Natürlich herrscht wieder Kaiserwetter in Klobenstein. Das Hochplateau am Ritten mit der sagenhaften Aussicht auf die umliegenden Berggipfel ist ein Kleinod. Auch für Europas Top-Eisschnellläufer, die ab Freitag ihre Besten im Großen Vierkampf und dem Sprint-Vierkampf ermitteln. “Ganz gleich in welchem Hotel Du bist, man wird hier verwöhnt”, skizziert Nico Ihle die Gastfreundschaft der Südtiroler.
Der Haken ist nur: die Arena liegt im Freien, nicht Jedermanns Sache unter den Kufenflitzern. Allerdings beherbergte Klobenstein schon einmal die EM und richtete einen Weltcup aus, Ende November galt es in Japan, die Offene Bahn in Tomakokai zu beherrschen. Nico, der zuhause in Chemnitz ohne Dach über dem Kopf trainiert, empfindet das als kleinen Vorteil. Und ihm behagt das Stakkato von je zwei Starts über 500 und 1000 m. Bei der letzten WM in China verpasste er das Podest nach vier Rennen nur um Haaresbreite.
Das Eis in Klobenstein ist bestens präpariert, nur der Wind beeinträchtigt die Skater gelegentlich. Es soll kalt und sonnig werden am Wochenende. Für die DESG tritt Joel Dufter als zweiter Eisflitzer im EM-Sprint an. Der Inzeller unterstrich in Heerenveen mit Rang 6 (über 1000 m) seine gute Form. Aus dem Chiemgau reiste auch Gabi Hirschbichler über den Brenner. Für beide gilt jedoch: Klobenstein ist ein feines Amuse Gueule, richig getafelt aber wird Anfang Februar beim der (Heim-)WM in der Max-Aicher-Arena.

• **Gespeicherte Einträge**:
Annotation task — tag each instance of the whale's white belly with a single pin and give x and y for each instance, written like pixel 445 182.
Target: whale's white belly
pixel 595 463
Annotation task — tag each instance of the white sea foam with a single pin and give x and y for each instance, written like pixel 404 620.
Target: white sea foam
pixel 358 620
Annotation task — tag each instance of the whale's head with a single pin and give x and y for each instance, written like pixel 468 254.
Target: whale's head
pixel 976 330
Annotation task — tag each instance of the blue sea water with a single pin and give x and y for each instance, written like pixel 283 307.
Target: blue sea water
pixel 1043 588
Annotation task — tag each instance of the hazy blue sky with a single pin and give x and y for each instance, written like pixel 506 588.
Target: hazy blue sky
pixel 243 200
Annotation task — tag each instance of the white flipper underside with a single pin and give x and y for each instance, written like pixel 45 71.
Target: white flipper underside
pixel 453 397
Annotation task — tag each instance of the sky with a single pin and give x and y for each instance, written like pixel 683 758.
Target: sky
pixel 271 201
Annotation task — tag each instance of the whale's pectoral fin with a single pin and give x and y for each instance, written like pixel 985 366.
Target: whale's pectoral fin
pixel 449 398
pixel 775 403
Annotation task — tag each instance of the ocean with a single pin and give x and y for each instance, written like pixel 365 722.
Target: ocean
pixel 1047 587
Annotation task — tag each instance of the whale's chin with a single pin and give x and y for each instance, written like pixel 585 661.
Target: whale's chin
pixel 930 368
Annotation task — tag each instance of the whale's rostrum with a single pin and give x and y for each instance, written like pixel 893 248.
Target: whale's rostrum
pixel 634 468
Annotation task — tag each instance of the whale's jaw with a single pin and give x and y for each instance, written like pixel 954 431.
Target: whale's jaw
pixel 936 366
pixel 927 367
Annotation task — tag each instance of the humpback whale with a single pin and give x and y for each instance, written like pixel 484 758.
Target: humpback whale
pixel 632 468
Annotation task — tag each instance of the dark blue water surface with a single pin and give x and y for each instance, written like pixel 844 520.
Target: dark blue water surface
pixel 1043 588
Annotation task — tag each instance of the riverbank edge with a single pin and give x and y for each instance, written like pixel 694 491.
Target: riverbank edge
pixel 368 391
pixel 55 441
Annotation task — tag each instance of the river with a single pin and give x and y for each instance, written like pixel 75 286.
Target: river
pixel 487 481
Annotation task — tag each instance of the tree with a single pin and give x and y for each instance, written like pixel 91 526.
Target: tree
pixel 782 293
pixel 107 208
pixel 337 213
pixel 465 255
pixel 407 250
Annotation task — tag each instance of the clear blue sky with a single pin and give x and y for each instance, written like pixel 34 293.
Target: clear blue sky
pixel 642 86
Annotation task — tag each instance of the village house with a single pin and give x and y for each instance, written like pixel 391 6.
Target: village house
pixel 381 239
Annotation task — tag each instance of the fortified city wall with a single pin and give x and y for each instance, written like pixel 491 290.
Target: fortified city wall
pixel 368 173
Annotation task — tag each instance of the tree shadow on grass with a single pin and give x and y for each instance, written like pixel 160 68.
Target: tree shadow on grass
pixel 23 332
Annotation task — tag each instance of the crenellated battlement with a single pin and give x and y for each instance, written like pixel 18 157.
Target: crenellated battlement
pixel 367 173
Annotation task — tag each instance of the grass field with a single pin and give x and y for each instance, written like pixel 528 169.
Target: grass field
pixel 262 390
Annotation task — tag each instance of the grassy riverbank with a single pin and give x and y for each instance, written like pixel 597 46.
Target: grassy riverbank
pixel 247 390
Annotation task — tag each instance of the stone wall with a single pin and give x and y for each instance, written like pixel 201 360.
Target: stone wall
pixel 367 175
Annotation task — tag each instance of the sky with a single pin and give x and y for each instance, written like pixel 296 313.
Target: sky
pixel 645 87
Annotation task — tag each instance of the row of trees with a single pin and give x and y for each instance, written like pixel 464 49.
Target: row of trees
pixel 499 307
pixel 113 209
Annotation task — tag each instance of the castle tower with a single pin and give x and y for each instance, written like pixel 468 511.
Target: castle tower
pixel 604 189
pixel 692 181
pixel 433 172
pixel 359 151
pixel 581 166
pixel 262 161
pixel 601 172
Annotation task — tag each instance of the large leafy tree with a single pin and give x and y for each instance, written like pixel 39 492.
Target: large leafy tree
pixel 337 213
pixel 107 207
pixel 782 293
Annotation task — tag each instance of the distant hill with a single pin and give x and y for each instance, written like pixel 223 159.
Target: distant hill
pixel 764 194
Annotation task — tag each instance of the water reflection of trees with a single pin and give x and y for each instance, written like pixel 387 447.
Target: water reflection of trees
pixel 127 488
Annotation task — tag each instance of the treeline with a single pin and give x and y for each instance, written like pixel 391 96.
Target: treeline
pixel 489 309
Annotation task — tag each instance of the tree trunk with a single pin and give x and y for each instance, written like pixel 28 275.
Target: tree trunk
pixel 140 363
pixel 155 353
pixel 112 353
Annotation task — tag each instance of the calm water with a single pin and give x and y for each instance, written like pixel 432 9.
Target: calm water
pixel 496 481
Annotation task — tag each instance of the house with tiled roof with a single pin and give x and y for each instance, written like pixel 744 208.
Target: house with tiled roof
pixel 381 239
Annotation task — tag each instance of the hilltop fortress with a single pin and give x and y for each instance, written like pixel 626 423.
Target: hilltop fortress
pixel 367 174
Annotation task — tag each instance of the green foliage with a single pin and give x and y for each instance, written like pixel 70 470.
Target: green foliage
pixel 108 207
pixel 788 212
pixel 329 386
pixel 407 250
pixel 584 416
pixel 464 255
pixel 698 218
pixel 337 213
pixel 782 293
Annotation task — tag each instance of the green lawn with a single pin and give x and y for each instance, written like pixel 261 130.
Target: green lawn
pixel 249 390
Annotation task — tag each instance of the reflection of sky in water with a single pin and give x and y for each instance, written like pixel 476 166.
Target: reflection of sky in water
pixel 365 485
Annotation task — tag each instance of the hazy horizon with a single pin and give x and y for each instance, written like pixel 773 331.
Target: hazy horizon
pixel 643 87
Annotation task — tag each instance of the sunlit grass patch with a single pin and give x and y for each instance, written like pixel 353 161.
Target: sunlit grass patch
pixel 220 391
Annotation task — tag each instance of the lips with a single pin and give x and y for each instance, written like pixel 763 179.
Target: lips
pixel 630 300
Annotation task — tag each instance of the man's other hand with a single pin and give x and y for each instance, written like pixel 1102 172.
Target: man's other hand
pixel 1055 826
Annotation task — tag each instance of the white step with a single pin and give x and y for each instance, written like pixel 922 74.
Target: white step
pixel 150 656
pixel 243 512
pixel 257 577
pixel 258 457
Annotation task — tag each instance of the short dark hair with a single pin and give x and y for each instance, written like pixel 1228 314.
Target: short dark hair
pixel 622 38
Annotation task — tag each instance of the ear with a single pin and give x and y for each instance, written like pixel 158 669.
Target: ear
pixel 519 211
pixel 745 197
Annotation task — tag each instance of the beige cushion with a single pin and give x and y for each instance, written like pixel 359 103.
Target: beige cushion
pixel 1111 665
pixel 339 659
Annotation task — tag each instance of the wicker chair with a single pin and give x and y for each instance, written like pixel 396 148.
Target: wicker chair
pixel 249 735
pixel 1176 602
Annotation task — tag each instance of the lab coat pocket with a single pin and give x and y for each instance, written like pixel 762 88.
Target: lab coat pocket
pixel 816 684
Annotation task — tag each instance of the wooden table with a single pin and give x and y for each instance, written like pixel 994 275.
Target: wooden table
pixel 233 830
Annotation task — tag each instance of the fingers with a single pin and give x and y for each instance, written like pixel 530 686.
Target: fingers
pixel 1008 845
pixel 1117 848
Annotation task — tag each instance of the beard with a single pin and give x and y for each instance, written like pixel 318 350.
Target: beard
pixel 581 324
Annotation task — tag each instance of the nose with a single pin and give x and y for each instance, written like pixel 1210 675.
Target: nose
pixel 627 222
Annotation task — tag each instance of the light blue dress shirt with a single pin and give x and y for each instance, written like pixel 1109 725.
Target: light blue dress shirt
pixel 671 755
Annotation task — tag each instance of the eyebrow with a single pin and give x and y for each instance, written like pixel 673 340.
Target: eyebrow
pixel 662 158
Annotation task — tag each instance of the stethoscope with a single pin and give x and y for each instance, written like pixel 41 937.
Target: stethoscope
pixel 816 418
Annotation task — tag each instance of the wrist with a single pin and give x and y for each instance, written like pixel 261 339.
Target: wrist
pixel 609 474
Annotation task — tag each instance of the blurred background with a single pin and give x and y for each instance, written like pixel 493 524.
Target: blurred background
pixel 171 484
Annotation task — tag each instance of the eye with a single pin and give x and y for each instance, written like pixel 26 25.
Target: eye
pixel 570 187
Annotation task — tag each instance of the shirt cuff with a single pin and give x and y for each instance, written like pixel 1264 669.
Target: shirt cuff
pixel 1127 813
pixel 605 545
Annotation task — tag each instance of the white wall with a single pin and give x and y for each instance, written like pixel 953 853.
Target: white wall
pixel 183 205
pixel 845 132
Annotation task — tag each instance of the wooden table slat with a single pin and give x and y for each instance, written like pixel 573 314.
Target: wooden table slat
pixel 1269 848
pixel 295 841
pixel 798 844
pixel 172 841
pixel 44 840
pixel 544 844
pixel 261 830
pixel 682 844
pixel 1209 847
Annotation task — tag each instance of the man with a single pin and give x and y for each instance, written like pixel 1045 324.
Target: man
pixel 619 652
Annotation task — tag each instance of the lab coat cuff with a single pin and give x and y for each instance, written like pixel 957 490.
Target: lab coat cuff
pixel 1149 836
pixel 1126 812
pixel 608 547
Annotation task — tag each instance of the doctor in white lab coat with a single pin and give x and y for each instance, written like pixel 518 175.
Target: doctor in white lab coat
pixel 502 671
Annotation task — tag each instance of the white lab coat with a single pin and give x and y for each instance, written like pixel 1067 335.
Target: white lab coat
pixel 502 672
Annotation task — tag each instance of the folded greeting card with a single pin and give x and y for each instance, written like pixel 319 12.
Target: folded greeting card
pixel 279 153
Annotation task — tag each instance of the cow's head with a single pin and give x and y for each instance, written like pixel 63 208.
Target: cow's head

• **AUFGABEN**:
**1)** Welchen Rang belegte Joel Dufter laut dem Textauszug in Heerenveen über 1000 m?
**2)** Wiederhole einen Abschnitt aus dem Textauszug wortgetreu: Setze bei den Worten mit „Natürlich herrscht wieder“ ein und höre nach „Gastfreundschaft der Südtiroler.“ auf.

• **LÖSUNGEN**:
**1)** Rang 6.

**2)**
Natürlich herrscht wieder Kaiserwetter in Klobenstein. Das Hochplateau am Ritten mit der sagenhaften Aussicht auf die umliegenden Berggipfel ist ein Kleinod. Auch für Europas Top-Eisschnellläufer, die ab Freitag ihre Besten im Großen Vierkampf und dem Sprint-Vierkampf ermitteln. “Ganz gleich in welchem Hotel Du bist, man wird hier verwöhnt”, skizziert Nico Ihle die Gastfreundschaft der Südtiroler.